### Exercise
Once you reach the line with "Detect radiator. Use" below, copy each line exactly, stopping after the line with "Detect raised fist.", and skip any pictures.

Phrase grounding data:

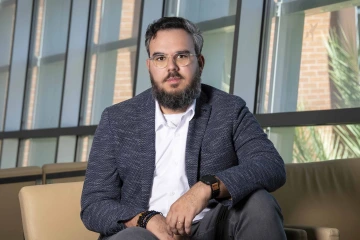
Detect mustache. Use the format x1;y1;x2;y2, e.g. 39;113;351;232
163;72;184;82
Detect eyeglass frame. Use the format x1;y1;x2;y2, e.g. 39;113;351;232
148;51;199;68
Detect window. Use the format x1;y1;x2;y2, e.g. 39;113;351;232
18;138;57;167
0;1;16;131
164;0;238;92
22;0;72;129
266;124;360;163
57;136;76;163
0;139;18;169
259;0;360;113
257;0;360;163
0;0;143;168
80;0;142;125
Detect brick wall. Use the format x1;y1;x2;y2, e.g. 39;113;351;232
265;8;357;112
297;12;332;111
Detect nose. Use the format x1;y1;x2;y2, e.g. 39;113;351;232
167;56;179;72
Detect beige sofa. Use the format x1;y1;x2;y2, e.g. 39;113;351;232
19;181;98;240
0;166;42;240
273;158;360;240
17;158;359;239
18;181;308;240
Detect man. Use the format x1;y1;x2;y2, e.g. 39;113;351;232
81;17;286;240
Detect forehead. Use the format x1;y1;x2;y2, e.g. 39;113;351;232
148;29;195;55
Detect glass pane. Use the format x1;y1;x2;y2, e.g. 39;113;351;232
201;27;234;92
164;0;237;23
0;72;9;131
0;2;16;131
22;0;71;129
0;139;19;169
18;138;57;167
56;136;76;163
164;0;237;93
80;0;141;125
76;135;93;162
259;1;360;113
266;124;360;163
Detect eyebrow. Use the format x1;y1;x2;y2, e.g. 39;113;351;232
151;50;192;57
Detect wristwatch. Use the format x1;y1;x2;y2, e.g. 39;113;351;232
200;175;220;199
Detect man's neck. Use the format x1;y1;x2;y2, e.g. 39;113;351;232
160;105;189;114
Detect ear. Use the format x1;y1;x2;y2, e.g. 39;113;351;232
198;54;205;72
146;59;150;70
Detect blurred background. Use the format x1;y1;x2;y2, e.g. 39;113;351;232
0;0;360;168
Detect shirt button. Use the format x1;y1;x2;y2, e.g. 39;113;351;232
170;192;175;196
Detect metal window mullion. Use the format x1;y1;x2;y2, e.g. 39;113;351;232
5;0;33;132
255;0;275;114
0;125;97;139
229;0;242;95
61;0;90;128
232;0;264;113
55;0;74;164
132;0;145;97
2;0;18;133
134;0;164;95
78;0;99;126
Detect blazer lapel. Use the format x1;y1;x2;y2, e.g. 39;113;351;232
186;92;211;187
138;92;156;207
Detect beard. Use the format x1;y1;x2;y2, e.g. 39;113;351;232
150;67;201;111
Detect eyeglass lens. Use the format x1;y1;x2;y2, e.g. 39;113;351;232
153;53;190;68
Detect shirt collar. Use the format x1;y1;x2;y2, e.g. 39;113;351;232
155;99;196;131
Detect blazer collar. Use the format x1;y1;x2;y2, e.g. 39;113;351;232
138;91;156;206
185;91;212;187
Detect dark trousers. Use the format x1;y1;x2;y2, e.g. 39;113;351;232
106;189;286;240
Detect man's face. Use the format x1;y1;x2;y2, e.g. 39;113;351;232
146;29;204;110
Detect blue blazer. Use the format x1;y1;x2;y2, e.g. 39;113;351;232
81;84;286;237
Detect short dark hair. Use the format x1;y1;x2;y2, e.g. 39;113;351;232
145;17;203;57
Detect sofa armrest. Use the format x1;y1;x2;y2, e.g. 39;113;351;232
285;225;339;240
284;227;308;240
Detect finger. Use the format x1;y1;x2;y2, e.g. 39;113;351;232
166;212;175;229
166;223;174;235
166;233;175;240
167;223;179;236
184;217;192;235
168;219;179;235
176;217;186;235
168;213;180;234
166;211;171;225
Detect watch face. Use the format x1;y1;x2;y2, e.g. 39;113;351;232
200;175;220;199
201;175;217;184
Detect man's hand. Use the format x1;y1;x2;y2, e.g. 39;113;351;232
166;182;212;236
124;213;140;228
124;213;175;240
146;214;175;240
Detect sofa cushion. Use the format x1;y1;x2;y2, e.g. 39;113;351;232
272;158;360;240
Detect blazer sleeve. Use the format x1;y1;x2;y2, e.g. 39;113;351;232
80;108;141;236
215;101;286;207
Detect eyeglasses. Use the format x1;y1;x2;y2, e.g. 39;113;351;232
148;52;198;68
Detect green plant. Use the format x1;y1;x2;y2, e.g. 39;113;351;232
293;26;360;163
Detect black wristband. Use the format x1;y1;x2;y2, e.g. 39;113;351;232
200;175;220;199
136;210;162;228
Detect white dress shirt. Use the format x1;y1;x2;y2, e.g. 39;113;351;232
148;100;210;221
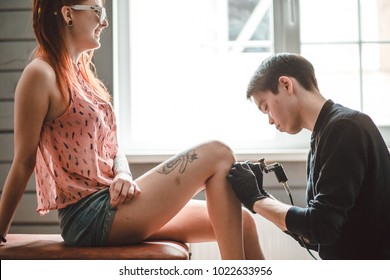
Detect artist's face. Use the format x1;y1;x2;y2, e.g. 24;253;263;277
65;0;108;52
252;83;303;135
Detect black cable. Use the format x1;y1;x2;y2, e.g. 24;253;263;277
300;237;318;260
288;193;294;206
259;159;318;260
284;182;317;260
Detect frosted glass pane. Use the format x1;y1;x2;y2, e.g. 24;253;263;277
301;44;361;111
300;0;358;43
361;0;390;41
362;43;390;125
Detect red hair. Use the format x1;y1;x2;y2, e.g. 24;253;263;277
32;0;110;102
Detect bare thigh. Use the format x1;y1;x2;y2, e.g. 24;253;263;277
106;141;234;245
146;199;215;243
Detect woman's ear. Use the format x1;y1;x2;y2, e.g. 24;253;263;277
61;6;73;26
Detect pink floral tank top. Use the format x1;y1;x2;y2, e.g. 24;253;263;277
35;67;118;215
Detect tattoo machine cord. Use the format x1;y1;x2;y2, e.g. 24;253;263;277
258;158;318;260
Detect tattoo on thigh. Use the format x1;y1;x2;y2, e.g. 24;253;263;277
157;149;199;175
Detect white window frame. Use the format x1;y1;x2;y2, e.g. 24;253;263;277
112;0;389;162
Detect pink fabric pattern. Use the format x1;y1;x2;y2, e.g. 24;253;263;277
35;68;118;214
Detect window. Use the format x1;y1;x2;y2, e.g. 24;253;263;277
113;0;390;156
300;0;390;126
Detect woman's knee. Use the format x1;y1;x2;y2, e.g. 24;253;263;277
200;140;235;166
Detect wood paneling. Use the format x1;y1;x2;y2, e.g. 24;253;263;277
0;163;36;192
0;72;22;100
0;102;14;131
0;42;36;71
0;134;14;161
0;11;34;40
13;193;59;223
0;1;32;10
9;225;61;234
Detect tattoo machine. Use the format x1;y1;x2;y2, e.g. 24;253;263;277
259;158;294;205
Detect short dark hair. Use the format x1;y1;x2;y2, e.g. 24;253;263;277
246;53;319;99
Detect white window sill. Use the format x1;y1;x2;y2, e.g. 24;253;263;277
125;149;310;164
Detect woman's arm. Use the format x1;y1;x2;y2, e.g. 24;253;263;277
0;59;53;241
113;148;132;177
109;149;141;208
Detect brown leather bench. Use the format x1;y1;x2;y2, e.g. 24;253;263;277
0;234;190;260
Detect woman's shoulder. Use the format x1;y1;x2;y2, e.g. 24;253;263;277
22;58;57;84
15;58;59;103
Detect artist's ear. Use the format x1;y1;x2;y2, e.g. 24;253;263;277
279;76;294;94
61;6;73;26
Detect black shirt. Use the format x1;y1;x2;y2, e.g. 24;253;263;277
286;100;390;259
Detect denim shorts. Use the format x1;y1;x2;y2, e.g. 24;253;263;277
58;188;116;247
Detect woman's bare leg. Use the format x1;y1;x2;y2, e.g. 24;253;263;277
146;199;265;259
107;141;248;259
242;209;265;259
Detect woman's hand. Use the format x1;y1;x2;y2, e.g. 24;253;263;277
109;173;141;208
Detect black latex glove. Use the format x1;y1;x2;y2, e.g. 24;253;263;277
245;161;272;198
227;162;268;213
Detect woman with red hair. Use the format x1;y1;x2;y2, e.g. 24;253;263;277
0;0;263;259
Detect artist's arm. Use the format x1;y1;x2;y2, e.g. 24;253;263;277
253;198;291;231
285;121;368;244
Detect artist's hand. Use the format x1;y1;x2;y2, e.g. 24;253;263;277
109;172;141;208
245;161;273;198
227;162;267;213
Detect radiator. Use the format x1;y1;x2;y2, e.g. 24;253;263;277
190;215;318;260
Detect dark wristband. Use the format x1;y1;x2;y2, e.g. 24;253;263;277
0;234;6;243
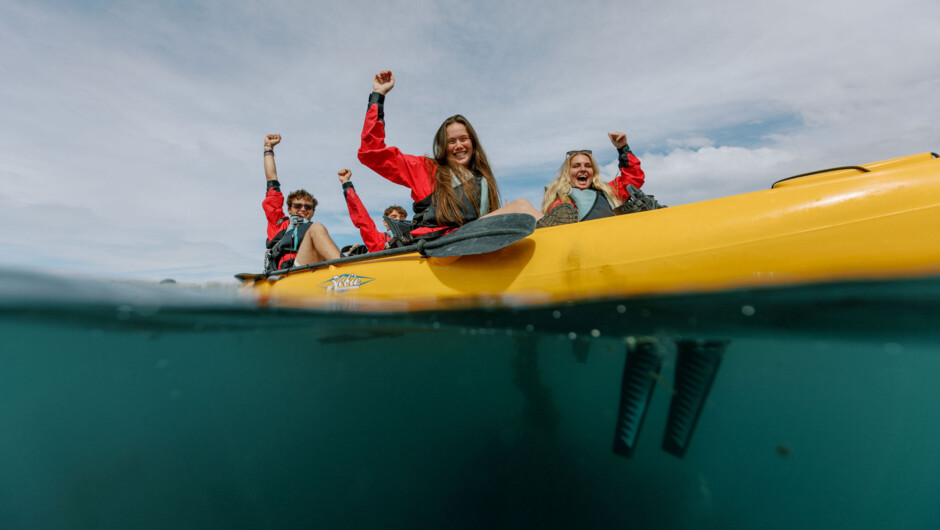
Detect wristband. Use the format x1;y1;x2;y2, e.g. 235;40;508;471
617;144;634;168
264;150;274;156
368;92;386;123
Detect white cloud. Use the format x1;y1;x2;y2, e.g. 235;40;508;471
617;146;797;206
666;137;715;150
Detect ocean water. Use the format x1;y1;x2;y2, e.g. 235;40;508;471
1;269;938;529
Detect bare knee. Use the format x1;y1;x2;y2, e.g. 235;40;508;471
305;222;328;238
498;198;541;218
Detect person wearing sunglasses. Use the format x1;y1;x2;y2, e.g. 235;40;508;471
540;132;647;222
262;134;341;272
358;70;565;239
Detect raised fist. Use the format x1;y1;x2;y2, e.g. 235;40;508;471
---
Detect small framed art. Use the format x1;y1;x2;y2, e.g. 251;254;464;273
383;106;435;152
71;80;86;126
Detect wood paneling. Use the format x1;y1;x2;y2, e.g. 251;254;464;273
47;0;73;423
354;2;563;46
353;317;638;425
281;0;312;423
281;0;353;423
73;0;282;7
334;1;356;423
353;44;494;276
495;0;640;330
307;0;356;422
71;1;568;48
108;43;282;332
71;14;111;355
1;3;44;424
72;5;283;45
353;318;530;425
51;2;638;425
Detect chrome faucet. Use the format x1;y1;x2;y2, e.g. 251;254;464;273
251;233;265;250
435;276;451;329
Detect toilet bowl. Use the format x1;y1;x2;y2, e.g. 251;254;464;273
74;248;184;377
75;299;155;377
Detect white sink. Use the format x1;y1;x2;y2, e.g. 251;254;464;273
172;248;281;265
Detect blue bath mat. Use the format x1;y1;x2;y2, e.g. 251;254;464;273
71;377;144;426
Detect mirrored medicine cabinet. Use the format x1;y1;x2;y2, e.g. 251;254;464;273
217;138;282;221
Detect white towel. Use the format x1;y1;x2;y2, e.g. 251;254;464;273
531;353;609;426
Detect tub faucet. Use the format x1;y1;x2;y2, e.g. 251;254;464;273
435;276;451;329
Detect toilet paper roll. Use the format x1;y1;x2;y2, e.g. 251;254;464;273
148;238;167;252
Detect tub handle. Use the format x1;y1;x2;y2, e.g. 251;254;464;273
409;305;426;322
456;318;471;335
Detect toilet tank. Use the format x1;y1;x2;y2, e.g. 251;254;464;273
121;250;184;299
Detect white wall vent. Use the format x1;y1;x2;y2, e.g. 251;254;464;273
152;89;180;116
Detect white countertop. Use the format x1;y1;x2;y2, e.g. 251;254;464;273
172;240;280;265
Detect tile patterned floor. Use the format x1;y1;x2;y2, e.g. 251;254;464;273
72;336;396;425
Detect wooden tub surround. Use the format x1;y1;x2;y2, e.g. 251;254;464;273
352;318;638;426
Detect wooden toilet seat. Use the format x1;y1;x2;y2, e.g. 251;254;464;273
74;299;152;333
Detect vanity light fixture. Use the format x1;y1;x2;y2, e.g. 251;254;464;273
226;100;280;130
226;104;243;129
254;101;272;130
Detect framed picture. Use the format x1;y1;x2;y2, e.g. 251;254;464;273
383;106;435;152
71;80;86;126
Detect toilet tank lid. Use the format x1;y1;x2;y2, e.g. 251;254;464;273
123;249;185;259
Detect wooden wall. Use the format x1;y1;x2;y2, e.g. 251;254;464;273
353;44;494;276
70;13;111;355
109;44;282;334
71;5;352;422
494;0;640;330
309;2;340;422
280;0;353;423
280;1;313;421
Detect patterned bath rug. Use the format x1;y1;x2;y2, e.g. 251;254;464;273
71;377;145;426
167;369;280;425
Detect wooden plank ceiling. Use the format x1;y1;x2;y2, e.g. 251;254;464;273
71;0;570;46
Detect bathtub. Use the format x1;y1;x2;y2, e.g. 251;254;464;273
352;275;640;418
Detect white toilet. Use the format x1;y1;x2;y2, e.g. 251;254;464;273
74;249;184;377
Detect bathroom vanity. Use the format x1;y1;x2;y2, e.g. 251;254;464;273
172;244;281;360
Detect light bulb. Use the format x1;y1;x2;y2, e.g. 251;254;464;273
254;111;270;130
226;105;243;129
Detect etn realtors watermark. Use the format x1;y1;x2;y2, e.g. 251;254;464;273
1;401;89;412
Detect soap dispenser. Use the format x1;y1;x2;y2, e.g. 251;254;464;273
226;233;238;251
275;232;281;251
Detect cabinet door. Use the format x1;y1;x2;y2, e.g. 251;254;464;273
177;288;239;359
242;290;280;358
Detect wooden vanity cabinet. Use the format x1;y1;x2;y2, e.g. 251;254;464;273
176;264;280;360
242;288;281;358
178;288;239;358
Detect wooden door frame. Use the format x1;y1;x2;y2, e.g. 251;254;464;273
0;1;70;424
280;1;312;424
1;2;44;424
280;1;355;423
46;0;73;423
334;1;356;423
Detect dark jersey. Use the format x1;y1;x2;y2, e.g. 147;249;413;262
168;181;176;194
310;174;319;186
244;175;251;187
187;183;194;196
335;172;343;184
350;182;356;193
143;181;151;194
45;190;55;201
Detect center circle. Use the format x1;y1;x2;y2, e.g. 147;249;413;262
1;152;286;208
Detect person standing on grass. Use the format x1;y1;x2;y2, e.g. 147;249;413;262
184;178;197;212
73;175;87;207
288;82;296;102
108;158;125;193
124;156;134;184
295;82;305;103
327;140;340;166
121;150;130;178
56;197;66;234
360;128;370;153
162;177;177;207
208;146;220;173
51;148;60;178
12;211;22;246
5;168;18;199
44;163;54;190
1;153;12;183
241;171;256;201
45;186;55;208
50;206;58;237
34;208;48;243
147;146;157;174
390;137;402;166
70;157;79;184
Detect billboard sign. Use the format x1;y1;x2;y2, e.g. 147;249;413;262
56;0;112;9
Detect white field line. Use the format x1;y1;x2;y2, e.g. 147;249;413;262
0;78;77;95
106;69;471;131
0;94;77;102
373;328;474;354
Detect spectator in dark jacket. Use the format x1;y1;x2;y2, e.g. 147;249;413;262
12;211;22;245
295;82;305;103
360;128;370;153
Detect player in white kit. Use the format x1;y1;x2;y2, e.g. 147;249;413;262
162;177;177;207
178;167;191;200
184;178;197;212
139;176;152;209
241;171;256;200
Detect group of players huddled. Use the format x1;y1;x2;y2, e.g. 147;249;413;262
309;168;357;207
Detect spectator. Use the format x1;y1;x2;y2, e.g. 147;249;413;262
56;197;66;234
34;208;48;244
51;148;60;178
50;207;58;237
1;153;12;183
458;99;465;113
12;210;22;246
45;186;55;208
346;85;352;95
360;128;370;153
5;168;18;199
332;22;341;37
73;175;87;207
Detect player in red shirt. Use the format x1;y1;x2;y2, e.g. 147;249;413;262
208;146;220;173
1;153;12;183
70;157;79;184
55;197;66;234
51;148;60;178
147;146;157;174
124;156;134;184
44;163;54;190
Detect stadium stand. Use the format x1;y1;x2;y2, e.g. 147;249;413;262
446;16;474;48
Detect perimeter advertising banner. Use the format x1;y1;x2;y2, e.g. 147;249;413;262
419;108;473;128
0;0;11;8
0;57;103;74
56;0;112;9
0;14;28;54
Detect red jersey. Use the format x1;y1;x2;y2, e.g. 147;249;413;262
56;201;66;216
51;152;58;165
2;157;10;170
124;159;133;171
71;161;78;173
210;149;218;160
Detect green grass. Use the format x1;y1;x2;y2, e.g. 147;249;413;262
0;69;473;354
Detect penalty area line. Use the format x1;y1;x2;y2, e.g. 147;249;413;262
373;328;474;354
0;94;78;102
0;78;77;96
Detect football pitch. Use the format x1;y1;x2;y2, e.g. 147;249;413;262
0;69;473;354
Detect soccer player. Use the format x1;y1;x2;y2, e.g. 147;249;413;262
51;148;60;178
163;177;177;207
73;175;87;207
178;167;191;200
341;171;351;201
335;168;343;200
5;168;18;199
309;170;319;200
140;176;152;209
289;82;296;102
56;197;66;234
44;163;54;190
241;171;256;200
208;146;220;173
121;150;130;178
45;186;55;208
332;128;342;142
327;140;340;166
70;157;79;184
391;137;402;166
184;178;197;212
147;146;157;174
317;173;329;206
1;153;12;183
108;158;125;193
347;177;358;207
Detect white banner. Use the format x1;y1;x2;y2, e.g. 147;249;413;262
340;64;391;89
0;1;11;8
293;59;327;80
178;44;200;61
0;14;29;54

### Written response
Detect radiator. Use the format x1;y1;x2;y2, e.g. 24;253;263;277
190;215;318;260
Detect dark wristband. Use the format x1;y1;x2;y2, e.g. 24;253;263;277
0;234;6;243
Detect wristband. Use the format x1;y1;x2;y2, e.g. 235;40;508;471
617;144;634;168
264;150;274;156
368;92;386;123
Detect white cloud. Use the format x1;y1;x2;y2, e.g. 235;40;508;471
617;146;797;206
666;137;715;150
Detect ocean water. Use the format x1;y1;x2;y2, e.g. 235;40;508;471
1;269;938;529
Detect bare knee. Use the format x1;y1;x2;y2, e.g. 235;40;508;471
305;222;328;238
498;198;541;218
Detect person wearing sunglasses. Use the format x1;y1;x2;y2, e.g. 235;40;508;471
540;132;647;222
262;134;341;272
358;70;565;239
Detect raised fist. Use the format x1;y1;x2;y2, e.g. 235;40;508;471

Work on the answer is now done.